# [YOUR TASK]
Please pick out every line below that contains the word "soccer" and copy each one. Case counts.

# [EXERCISE DATA]
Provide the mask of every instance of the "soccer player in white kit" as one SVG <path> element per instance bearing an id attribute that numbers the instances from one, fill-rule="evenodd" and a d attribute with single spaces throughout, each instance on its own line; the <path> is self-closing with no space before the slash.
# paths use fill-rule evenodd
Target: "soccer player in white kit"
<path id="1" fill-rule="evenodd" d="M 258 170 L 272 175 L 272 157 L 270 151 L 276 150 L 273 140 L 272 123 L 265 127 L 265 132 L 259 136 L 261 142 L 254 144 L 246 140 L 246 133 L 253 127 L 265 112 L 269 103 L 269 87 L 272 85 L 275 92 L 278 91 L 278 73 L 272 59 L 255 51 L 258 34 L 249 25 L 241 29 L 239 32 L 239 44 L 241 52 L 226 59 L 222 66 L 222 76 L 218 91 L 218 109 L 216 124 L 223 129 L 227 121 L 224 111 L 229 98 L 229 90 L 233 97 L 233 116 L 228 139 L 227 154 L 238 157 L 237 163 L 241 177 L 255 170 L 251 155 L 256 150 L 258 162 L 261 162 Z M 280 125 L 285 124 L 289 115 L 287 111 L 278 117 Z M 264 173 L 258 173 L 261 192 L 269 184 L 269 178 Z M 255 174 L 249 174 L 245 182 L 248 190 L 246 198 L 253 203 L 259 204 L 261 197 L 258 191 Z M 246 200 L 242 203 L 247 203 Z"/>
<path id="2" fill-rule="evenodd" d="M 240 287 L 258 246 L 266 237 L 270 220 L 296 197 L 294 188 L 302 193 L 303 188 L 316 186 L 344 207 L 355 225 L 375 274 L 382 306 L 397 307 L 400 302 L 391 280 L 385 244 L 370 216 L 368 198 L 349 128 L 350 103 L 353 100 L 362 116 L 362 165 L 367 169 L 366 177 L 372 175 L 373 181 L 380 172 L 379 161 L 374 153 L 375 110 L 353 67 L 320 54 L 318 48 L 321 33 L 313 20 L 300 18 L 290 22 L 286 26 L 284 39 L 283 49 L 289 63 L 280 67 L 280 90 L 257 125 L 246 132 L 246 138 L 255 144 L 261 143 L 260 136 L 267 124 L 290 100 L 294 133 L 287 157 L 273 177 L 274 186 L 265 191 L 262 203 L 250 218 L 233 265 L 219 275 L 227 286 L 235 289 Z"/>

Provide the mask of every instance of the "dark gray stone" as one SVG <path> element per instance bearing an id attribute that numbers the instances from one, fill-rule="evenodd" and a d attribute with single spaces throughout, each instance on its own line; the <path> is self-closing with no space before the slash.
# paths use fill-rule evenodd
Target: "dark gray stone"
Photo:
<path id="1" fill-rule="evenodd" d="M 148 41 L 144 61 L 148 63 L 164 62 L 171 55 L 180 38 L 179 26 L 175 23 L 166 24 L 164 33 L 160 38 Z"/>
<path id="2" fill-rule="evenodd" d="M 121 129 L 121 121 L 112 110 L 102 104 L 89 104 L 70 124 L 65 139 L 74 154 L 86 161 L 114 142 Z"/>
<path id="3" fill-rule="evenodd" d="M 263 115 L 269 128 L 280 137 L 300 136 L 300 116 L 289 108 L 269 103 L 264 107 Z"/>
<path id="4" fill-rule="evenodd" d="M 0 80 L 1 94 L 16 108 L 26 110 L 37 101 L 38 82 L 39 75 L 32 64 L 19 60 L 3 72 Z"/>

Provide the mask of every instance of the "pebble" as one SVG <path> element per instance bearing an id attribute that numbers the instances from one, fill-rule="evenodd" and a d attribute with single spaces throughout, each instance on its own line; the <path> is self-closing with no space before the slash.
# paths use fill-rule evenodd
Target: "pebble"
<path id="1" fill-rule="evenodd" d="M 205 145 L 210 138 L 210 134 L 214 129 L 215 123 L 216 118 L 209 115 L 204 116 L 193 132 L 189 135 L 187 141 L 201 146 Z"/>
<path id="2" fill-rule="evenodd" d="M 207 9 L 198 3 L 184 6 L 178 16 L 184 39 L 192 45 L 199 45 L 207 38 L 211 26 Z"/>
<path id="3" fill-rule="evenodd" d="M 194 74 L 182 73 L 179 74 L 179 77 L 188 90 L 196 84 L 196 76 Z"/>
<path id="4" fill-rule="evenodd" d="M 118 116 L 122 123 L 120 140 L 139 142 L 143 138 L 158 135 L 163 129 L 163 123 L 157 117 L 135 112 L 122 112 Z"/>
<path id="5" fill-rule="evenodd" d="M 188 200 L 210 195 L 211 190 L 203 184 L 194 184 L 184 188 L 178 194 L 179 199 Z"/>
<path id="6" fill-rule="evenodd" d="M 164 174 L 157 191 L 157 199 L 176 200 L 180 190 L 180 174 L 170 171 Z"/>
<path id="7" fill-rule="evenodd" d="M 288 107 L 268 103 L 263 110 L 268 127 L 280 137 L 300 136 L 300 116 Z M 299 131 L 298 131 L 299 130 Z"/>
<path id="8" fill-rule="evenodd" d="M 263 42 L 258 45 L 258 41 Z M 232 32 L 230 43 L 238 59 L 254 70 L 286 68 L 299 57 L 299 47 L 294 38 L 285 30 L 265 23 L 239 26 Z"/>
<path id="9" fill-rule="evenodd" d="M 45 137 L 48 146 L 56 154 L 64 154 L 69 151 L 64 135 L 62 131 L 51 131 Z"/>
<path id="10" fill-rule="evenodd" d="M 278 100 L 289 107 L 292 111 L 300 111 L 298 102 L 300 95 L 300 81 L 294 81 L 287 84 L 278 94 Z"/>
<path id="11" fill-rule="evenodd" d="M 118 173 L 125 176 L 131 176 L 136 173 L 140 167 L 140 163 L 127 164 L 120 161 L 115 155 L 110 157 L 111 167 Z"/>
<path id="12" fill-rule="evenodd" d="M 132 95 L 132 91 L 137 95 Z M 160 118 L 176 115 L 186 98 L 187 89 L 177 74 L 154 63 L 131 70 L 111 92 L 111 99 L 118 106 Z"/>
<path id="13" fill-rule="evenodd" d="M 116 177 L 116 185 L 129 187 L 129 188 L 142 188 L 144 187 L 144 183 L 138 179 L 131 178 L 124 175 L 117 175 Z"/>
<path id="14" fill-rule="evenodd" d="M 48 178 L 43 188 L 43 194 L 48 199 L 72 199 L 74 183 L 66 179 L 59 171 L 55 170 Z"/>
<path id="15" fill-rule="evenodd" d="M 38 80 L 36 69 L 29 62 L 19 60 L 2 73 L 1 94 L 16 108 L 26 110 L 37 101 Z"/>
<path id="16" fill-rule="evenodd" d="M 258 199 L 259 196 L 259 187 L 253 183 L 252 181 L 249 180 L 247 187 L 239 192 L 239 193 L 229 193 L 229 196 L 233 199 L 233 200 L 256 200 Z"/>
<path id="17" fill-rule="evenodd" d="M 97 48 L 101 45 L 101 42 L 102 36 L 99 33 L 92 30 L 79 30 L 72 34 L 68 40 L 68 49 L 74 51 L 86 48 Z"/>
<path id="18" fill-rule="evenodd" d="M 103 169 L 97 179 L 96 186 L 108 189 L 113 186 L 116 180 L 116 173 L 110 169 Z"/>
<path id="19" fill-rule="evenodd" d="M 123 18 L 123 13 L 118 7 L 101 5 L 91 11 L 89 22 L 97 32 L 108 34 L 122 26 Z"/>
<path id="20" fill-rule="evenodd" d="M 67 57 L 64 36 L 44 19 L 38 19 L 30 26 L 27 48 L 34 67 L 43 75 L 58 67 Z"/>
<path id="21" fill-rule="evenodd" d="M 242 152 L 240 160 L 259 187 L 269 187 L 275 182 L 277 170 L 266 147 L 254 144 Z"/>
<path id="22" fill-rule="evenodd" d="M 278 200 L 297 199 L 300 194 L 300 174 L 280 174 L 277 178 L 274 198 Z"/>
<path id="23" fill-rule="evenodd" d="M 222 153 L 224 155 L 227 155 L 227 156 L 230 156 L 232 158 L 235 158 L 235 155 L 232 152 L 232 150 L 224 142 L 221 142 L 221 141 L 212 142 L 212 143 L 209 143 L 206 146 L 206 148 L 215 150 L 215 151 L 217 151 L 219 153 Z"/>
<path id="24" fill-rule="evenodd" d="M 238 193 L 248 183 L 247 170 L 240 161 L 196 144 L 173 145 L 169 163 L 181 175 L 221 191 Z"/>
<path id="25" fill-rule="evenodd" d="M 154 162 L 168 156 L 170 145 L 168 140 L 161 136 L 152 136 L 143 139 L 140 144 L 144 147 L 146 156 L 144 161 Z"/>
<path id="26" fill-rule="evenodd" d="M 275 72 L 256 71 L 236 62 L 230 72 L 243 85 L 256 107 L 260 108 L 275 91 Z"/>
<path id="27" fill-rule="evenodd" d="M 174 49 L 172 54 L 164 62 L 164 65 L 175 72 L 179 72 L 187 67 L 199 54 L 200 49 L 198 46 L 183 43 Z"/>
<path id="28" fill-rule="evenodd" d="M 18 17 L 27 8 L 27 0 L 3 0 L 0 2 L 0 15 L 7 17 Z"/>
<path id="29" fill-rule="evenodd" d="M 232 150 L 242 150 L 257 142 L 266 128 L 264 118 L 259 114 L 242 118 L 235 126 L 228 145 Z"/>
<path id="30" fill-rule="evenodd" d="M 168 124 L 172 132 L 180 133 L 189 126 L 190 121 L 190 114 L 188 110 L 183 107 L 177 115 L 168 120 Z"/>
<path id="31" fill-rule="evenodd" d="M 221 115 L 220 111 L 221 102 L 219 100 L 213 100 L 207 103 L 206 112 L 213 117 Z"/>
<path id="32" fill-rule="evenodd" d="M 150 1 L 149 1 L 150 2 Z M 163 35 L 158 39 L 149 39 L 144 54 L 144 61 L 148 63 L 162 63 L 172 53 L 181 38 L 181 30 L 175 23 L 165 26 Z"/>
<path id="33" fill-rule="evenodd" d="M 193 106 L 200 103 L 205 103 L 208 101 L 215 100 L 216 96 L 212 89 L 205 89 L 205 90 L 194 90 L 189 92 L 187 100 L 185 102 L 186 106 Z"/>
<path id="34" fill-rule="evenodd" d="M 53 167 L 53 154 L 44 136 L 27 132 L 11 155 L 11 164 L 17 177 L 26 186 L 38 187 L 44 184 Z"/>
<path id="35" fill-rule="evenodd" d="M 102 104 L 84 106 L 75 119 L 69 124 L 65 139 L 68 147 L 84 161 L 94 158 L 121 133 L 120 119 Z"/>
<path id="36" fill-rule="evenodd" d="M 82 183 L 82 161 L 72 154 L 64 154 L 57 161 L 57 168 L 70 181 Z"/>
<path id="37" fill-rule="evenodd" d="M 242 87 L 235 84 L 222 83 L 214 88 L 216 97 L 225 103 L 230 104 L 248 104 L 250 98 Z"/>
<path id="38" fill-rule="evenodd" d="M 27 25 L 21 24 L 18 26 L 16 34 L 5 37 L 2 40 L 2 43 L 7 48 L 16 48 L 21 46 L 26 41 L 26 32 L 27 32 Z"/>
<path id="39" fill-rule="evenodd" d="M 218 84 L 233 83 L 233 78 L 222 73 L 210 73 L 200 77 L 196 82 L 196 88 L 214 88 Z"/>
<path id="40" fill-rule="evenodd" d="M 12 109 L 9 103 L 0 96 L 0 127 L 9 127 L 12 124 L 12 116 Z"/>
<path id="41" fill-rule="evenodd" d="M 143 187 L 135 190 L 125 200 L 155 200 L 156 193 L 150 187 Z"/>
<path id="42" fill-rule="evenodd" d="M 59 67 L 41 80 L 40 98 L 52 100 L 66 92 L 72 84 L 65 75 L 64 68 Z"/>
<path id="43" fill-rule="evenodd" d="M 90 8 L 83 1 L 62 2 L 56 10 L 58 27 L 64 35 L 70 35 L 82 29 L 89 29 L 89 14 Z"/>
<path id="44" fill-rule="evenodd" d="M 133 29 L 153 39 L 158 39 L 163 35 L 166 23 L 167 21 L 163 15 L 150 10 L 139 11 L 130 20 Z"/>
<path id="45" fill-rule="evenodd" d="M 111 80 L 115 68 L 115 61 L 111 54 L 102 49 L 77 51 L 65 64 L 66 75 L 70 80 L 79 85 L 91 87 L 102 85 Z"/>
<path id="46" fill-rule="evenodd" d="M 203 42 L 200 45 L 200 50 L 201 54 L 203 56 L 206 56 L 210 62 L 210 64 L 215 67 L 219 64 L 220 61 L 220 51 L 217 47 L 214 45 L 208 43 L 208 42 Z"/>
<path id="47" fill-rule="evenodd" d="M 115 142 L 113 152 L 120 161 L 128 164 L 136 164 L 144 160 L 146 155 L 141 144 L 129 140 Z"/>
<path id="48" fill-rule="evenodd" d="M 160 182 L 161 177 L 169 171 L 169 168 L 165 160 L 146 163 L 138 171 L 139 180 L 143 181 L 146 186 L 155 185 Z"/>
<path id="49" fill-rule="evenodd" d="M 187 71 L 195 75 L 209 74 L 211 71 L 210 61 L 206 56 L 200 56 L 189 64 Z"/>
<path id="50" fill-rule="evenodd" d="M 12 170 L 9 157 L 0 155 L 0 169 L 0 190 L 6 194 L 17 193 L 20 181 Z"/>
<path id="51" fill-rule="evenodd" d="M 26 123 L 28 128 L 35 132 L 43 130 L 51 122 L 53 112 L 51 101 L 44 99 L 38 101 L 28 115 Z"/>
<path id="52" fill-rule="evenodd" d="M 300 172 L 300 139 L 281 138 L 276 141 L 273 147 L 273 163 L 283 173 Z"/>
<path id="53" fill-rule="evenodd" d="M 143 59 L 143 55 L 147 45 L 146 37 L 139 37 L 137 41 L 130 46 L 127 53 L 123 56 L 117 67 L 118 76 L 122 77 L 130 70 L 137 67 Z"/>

# [COMPLETE ANSWER]
Provide the mask of every instance of the "soccer player in white kit" as one SVG <path> element per instance bearing an id attribute that numbers the instances from one, fill-rule="evenodd" and a d attribute with single spaces throughout, each instance on its own line; the <path> is self-closing with no space before the slash.
Target: "soccer player in white kit"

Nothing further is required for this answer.